**TASK GOAL:** Below are records to repeat exactly; copy them without the pictures.

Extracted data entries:
====
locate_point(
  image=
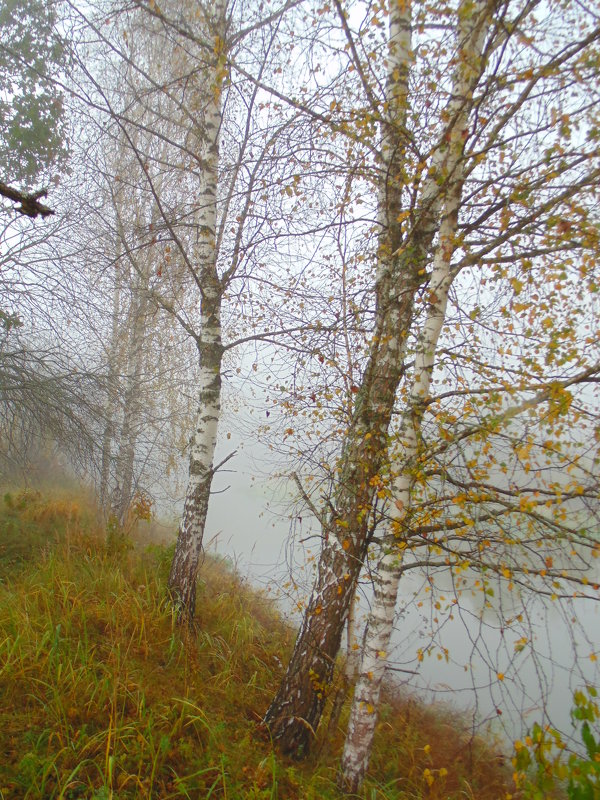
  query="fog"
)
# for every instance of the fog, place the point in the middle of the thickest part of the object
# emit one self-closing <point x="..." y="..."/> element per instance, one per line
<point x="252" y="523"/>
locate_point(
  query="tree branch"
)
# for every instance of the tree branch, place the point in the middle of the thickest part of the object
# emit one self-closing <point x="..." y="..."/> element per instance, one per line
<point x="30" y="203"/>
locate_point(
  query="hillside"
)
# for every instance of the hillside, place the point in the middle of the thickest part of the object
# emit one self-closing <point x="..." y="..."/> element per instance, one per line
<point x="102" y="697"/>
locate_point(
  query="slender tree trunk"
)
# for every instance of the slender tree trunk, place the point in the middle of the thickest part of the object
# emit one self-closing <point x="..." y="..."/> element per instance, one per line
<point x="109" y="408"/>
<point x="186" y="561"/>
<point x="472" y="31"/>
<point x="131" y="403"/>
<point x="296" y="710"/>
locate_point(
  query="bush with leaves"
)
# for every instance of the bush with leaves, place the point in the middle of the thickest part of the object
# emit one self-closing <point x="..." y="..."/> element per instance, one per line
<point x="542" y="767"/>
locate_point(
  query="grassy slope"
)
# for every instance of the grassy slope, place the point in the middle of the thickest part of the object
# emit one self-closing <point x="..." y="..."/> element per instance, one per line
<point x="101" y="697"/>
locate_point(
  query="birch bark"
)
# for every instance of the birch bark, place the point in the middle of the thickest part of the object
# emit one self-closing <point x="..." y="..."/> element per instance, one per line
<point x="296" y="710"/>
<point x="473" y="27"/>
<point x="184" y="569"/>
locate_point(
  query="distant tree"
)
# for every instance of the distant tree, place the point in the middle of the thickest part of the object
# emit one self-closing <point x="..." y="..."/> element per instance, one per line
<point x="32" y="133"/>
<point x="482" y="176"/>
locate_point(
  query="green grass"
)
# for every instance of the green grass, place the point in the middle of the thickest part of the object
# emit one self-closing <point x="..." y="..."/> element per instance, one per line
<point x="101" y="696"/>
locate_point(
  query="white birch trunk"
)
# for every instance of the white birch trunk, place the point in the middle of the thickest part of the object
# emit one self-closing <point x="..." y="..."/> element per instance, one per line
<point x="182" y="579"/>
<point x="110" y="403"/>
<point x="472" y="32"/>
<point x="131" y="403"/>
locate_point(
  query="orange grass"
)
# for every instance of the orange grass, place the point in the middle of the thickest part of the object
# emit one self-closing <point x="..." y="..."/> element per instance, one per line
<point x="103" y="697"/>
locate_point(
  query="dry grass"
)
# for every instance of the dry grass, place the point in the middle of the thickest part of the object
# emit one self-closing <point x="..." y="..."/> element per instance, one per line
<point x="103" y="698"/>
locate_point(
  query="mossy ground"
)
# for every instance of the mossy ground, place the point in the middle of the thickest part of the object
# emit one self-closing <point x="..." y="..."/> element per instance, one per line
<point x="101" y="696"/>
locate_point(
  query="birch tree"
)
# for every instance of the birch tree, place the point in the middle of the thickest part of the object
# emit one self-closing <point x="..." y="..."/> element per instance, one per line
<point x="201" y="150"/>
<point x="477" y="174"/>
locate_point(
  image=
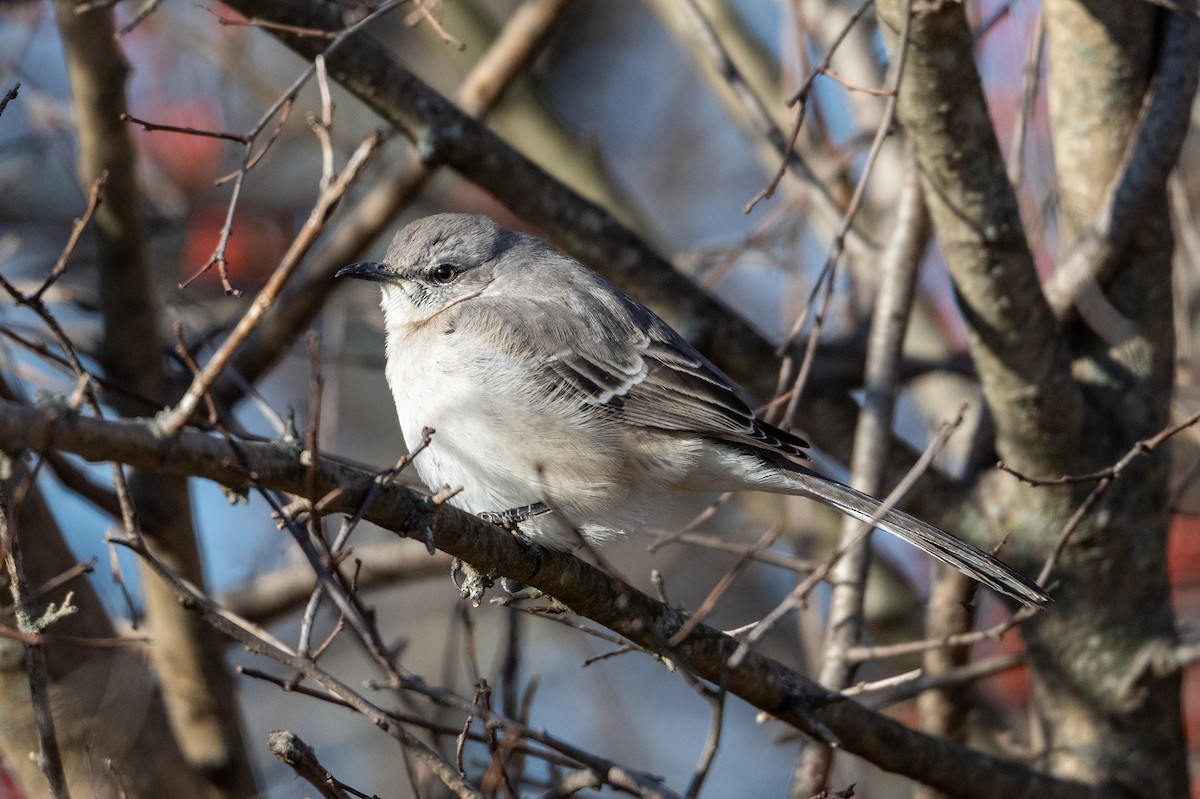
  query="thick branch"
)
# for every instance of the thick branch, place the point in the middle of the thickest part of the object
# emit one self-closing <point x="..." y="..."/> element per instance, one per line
====
**FINISHED EXERCISE:**
locate_point(
  image=
  query="fog"
)
# for every instance of the fog, place the point in the middle of the thickest part of the object
# emit one self-closing <point x="..." y="..."/> element per instance, one per line
<point x="252" y="523"/>
locate_point(
  query="tree branch"
)
# for every instance of the tree branch, place the point in the middle of the thickest part of the object
# emit one self-closing <point x="..." y="..."/> element per instance, one per line
<point x="30" y="203"/>
locate_point(
  query="hillside"
)
# for every instance of the hillside, place the point in the middle of the thickest part of the object
# emit one self-closing <point x="..." y="..."/> element per instance, one per line
<point x="102" y="697"/>
locate_point(
  query="slender tree trunk"
)
# for every instance of the slender tree trunk, place the point in the middle of the thickest part of the object
# emit one self-closing <point x="..." y="..."/> element per instance, one per line
<point x="109" y="408"/>
<point x="186" y="561"/>
<point x="472" y="31"/>
<point x="131" y="403"/>
<point x="296" y="710"/>
locate_point(
  query="bush with leaves"
)
# for every instance of the bush with leaves, place the point in the middle of the thickest part of the object
# emit one self-closing <point x="..." y="..."/> element per instance, one per line
<point x="542" y="767"/>
locate_point(
  query="grassy slope"
)
# for every instance of the grassy slope, place the point in the middle of the thickest part of the object
# emit one self-closing <point x="..." y="..."/> element per instance, one per line
<point x="101" y="697"/>
locate_point(
  query="birch bark"
)
# for every instance of the birch bark, place the point in the middle of the thickest part of the object
# emit one self-closing <point x="..." y="..."/> element per instance, one per line
<point x="296" y="710"/>
<point x="473" y="27"/>
<point x="184" y="569"/>
locate_point(
  query="distant tree"
)
# for every instance of the distant tree, place the point in the middle of the thickest part of the object
# emit one self-closing <point x="..." y="..."/> element per instance, one per line
<point x="32" y="133"/>
<point x="482" y="176"/>
locate_point(
  query="green grass"
)
# for every instance of the green grass, place the point in the middle of the thickest part of the object
# emit one self-closing <point x="..." y="..."/> element per instance, one per line
<point x="101" y="696"/>
locate_point(
  query="white birch trunk"
)
# for every instance of the white birch trunk, place the point in the middle of the thickest part of the object
# emit one self-closing <point x="..." y="..."/> element per instance, one per line
<point x="182" y="579"/>
<point x="110" y="403"/>
<point x="472" y="32"/>
<point x="131" y="403"/>
locate_point(
  query="orange grass"
)
# for every instance of the orange grass, place the point in the middle of the thickest part of the object
# emit one self-closing <point x="..." y="..."/> element per instance, one per line
<point x="103" y="697"/>
locate_point(
  query="dry grass"
)
# for every instance of the dry grass, place the point in the middle of the thickest part of the object
# emit one self-closing <point x="..." y="..."/> element per instance, one per line
<point x="103" y="698"/>
locate_point(
  query="mossy ground"
)
# for every instance of the mossy ground, place the point in the middle of the thickest part of the object
# emit one self-closing <point x="..." y="..."/> element per instance, one per line
<point x="101" y="696"/>
locate_point(
  query="birch tree"
)
# for every instance of the birch tree, place the point in the middle of the thickest part of the object
# emit one self-closing <point x="..." y="..."/> element per instance, one per line
<point x="201" y="150"/>
<point x="477" y="174"/>
locate_point(
  image=
  query="thick branch"
)
# for every instance of the thick branch, place the point in the middle of the thickest part of the object
# emit one self-closing <point x="..." y="..."/> element per instance, one per line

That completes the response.